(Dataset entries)
━━━━

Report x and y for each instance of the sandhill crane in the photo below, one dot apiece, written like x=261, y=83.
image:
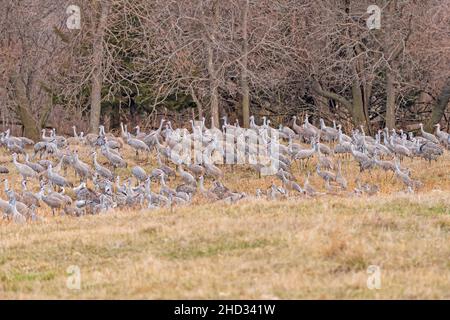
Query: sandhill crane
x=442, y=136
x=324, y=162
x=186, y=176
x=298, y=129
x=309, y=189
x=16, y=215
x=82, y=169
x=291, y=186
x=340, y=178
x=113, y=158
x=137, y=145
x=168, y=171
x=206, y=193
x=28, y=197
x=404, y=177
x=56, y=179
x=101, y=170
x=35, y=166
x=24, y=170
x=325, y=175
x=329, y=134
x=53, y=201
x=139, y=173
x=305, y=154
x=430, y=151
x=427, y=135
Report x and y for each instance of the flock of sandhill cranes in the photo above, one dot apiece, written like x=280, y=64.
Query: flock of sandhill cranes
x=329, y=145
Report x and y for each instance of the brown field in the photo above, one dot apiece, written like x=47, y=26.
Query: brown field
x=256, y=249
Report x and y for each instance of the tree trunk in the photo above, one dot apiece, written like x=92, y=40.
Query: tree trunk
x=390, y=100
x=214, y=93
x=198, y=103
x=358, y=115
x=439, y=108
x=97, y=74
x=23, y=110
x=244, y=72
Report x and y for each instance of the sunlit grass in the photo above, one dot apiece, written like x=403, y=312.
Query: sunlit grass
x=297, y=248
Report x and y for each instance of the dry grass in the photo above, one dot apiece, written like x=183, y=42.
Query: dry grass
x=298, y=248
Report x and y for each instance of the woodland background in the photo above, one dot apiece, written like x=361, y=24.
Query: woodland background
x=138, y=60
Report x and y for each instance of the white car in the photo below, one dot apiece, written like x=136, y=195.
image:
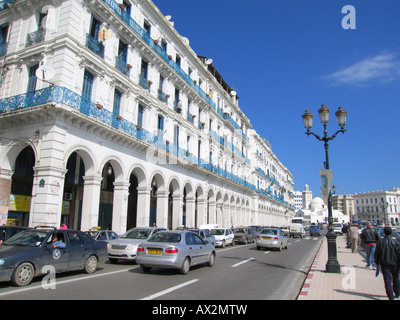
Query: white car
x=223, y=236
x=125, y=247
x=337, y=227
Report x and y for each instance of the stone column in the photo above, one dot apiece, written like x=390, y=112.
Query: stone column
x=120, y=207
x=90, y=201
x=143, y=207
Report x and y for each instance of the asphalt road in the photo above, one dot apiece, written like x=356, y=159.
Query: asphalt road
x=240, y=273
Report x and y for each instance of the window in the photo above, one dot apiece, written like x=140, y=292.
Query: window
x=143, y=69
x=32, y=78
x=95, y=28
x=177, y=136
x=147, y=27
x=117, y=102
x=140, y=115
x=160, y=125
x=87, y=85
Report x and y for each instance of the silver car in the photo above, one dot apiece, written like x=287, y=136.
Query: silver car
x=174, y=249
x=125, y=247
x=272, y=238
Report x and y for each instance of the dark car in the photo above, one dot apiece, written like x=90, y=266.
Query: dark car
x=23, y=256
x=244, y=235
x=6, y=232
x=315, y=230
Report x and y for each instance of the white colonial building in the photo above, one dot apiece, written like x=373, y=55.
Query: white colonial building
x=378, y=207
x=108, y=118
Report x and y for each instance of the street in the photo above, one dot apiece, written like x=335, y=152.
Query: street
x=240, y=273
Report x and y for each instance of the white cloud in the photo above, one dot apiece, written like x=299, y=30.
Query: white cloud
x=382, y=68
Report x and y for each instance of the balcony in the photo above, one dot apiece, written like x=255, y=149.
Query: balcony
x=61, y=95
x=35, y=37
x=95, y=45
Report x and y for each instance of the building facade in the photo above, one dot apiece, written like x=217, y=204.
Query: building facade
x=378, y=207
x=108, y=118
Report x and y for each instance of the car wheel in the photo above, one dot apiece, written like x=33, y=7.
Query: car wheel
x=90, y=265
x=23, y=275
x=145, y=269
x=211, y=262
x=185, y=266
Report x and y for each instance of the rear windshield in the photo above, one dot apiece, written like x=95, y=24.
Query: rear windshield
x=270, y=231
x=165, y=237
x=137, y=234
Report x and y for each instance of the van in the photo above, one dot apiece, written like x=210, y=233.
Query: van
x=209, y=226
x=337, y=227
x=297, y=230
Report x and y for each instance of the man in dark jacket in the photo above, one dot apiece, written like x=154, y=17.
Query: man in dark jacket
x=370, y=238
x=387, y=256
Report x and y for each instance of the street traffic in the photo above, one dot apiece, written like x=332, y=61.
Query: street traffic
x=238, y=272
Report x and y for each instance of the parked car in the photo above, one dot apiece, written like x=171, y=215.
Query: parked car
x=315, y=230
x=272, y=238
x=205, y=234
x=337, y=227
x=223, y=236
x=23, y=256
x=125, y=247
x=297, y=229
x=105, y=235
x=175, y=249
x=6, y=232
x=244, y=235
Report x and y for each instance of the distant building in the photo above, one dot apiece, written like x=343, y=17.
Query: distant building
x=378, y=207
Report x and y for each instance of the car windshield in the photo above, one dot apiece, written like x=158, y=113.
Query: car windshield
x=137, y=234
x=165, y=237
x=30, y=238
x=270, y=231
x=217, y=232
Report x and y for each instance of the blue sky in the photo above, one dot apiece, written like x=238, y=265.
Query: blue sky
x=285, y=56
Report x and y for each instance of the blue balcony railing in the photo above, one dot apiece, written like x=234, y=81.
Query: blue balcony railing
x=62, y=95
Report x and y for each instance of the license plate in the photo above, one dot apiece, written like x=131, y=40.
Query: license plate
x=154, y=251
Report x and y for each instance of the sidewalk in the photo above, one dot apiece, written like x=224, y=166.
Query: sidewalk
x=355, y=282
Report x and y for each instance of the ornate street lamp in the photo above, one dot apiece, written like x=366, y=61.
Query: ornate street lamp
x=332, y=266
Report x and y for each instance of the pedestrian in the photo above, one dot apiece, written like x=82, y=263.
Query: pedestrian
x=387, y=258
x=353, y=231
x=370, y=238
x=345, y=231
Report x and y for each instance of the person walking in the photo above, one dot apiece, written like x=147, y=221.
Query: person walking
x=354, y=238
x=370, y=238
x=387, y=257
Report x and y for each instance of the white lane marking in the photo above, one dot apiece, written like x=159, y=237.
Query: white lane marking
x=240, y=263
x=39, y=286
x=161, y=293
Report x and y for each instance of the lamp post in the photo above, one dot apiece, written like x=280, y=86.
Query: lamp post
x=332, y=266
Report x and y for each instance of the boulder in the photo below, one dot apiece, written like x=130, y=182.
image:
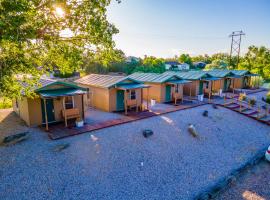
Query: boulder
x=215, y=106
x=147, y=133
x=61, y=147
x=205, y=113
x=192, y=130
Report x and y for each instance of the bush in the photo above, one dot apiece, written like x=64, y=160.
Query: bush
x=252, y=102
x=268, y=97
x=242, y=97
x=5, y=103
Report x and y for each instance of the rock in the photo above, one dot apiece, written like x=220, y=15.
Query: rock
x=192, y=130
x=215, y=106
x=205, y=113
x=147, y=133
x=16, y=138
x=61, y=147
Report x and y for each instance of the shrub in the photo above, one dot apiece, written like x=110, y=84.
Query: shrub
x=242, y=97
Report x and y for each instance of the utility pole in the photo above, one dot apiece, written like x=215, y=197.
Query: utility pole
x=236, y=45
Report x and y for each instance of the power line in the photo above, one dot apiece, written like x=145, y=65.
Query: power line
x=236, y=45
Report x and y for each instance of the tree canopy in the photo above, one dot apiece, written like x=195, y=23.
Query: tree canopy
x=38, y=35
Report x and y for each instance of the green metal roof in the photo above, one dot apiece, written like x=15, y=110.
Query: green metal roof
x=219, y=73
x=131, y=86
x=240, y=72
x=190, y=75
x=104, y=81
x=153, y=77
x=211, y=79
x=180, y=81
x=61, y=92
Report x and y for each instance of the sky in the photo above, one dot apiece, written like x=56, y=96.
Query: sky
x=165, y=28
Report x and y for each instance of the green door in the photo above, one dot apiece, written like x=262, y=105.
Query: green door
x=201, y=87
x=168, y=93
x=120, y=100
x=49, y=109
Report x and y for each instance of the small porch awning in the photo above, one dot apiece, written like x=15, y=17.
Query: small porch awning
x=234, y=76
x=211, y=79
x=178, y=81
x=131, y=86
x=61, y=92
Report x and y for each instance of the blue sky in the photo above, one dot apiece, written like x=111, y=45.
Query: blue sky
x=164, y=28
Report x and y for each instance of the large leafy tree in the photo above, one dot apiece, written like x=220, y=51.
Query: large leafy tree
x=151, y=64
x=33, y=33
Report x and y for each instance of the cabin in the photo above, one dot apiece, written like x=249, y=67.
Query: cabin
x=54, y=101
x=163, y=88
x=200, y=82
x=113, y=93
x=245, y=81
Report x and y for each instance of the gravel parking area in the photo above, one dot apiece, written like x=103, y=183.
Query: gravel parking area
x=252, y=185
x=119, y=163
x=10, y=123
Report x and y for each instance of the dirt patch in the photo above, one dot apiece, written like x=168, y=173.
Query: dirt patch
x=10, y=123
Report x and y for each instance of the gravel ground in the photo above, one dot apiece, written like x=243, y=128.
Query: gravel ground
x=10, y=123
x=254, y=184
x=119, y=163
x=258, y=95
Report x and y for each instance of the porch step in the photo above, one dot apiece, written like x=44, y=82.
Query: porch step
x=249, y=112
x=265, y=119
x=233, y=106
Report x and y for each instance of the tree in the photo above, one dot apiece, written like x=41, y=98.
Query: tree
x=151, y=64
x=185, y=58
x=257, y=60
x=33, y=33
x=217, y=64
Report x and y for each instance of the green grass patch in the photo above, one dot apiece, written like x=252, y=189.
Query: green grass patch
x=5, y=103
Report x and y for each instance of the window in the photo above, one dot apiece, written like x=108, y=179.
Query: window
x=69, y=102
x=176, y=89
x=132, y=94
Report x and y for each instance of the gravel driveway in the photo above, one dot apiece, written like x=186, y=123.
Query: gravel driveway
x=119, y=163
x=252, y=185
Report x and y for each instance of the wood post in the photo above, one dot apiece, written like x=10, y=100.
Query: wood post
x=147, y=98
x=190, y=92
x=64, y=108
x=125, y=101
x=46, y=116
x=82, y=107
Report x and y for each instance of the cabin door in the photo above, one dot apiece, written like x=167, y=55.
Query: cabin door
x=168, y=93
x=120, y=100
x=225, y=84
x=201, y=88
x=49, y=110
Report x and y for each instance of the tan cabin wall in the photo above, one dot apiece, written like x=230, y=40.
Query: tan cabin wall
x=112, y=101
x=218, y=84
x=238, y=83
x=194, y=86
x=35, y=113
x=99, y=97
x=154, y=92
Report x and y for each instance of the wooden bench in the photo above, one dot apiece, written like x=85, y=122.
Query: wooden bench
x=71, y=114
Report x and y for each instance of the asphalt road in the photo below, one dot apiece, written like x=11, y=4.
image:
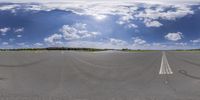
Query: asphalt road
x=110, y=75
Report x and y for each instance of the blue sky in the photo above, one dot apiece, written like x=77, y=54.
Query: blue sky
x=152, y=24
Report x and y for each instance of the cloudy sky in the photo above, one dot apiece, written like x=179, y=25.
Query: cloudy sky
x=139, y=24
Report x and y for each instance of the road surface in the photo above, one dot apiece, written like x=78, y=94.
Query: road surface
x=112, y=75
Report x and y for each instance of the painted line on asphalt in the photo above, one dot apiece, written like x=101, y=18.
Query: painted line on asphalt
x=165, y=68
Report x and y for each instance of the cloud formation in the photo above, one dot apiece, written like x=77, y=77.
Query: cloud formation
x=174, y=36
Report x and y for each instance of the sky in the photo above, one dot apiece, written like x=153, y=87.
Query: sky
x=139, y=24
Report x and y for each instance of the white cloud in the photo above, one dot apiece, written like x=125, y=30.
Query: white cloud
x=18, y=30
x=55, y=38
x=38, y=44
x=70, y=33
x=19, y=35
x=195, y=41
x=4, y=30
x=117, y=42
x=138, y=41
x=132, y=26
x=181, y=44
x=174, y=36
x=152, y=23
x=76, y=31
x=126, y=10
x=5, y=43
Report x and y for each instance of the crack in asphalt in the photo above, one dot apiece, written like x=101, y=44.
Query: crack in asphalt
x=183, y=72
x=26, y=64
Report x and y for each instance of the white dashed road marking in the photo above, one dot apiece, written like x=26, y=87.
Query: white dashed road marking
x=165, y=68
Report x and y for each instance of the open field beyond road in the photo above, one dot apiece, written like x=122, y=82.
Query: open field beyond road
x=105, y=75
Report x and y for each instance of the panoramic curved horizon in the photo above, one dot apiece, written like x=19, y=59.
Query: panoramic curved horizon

━━━━

What to do: For this exercise, copy each line of the data above exactly, from the first through the line containing "Report x and y for each instance of the tree trunk", and drop the pictures.

Answer space:
Report x and y for each instance of the sandhill crane in the photo below, one dot apiece, written like x=261, y=83.
image:
Query: sandhill crane
x=442, y=136
x=324, y=162
x=186, y=176
x=298, y=129
x=309, y=189
x=16, y=215
x=82, y=169
x=291, y=186
x=340, y=178
x=113, y=158
x=137, y=145
x=168, y=171
x=206, y=193
x=28, y=197
x=404, y=177
x=56, y=179
x=101, y=170
x=35, y=166
x=24, y=170
x=325, y=175
x=329, y=134
x=53, y=201
x=139, y=173
x=305, y=154
x=430, y=151
x=427, y=135
Report x and y for each instance of the flock of sandhill cranes in the photo above, one dot apiece, written like x=280, y=64.
Query: flock of sandhill cranes
x=329, y=145
Report x and y for each instance of the brown field in the photo above, one dot apiece, written like x=47, y=26.
Query: brown field
x=256, y=249
Report x and y for each instance of the tree trunk in the photo above, one dot apiece, written like x=92, y=40.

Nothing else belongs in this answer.